Pegged as a bildungsroman or a rom-com gone wrong, Nappily Ever After marks the latest of inclusionary narratives that afford black actors a check and the black collective the illusion of progress. The Netflix rom-com appears to include the black woman into the fairy tale genre. What happens, of course, is that black characters remain anchored in European caricatures.
NEA tells the partial story of Violet Jones, a beautiful ad executive relentlessly pursuing western standards of personal validation in beauty and romance. After her boyfriend fails to propose, Violet shaves her head and embarks on an unexpected journey of self-discovery. Well, this is what the film would have viewers believe has taken place by the time the credits roll. In fact, little to no self-discovery actually takes place. What Violet does discover by the film’s end is a new way to exist in a white supremacist system in a black female body.
Violet’s western influence offsets her espousal to the western concept of woman as well, a concept consummated in what she desires most—marriage. Though Violet seemingly comes full circle by the film’s end, what the film never articulates is that Violet sought marriage to assert her worth to the world. The film ignores that for the black woman this worth is less about asserting their value as women and more about asserting themselves as women.
The same praxis of oversimplification and oversight dominates much of the reviews surrounding the film. NEA exposes white publications as putting their black writers to the task of acknowledging a film white writers simply cannot tackle without unveiling their own racism and ignorance. These black writers are a lot like Violet in their espousal to western influence and desire to occupy hegemonic space with a pseudo-revolutionary flare that possesses just enough seasoning to fulfill their employers’ diversity initiative. These reviews acknowledge the film’s shallow portrayal but fail to pose the necessary critical queries to move blackness beyond superficiality.
Nevertheless, the premise of the film is a provocative one lost in Netflix’s demands for black portrayal. These demands are of course that blackness remains incidental and not central enough to deter white viewership. Netflix, like every other white platform, proceeds with the objective to ensure whites remain entertained by those who enable their privilege.
Thus, the film illuminates a general issue in representing the black body. Aligned with a shallow portrayal that aligns the black person with superficial anecdotes to detail their systemic influence, the film’s characters approach depth in what escapes the casual viewer. For example, viewers get a glimpse into Violet’s childhood in an opening scene where her pressed hair reverts to the amusement of her white playmates. This single scene functions as the film’s core despite providing little context. What this scene does is project Violet as raised in vanity and not amidst the violence of white supremacy. This is, of course, deliberate, as to layer the black person is to expose the non-physical violence of white influence.

> _DATA SHOWN_:
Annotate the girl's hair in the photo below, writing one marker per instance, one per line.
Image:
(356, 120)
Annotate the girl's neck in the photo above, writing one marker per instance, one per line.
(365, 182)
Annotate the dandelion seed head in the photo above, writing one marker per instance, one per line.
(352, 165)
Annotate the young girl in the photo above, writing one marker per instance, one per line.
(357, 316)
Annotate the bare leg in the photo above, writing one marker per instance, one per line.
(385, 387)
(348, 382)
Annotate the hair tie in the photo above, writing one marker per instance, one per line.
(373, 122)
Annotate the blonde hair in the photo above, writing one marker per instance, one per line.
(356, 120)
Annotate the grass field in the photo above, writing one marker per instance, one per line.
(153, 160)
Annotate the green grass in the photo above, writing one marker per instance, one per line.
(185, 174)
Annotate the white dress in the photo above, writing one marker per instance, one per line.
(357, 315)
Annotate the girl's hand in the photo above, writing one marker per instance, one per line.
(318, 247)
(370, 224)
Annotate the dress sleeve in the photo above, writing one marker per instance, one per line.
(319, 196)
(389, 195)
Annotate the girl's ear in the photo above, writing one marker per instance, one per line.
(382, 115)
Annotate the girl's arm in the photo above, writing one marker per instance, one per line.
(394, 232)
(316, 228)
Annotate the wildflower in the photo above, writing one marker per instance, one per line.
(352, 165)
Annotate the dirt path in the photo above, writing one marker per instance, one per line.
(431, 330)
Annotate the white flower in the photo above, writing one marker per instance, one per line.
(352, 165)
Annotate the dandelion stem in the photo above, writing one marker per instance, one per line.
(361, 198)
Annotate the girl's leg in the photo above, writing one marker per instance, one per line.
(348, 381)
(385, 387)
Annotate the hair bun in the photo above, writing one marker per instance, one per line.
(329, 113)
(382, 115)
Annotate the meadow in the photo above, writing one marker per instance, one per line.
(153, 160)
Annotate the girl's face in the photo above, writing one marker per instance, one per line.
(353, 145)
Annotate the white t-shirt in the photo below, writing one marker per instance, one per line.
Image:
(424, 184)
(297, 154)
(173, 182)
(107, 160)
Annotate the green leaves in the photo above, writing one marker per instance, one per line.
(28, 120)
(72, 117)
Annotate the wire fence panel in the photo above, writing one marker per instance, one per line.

> _REQUIRED ACTIONS_:
[A] Pick out each line in the entries that contains the word "dress".
[B] Continue the critique of Nappily Ever After from where it stops.
The film critique and the entries were taken from separate sources.

> _OUTPUTS IN ORDER_:
[A]
Annotate the white dress in the photo above, writing one marker per instance, one per line.
Annotate the dress sleeve in the photo above, writing one marker per instance, one per line.

[B]
Can Nappy ever be Happy?
The film’s espousal to western influence is also evident in the film’s title, “Nappily Ever After.” Though I acknowledge that many within the black collective now claim “nappy,” the term reflects a European gaze on black hair. Black hair isn’t nappy, its hair. So in order to attain the ending the film’s title references, it is essential to move past this crippling western gaze that consistently douses black portrayal in various manifestations of anti-blackness. To place “nappy” in the film’s title reveals that the objective is not to move blacks from the western gaze, but cast black bodies on a visual plantation that manifests on the big and small screen.
Men In Black
Though pegged as condescending by some viewers, Will is the most enlightened character in the film. Viewers first meet Will when he is confidently praising the natural beauty of a black woman reluctant to accept this truth. His attraction to Violent grows after she shaves her hair as her hairless state reflects his ambitions for the black female collective.
In fact, all the enlightenment in the film comes from black men. After Violent shaves her head, it is her father that refutes the idea that this was something that she “did on a whim.” This is one of the film’s few redeeming moments but it operates without development. Interestingly, the two black men who prove a bridge to heightened consciousness though utterly lonesome throughout the film.
Richard Jones, Violet’s father, recently left her mother and his career to pursue a career as a print model. His new career gains him a list of female admirers but a series of scornful looks from his estranged wife. Will, on the other hand, is espoused to the black female experience both professionally and personally as a single father to daughter Zoie and professionally as a salon owner inherited from his mother. Though both men seem to “get the girl” by the end of the film, the film’s portrayal of the good black man espoused to the background is ironically pushed to the film’s background. This discourse connects to another fact the movie glosses over: your hair affects who you attract.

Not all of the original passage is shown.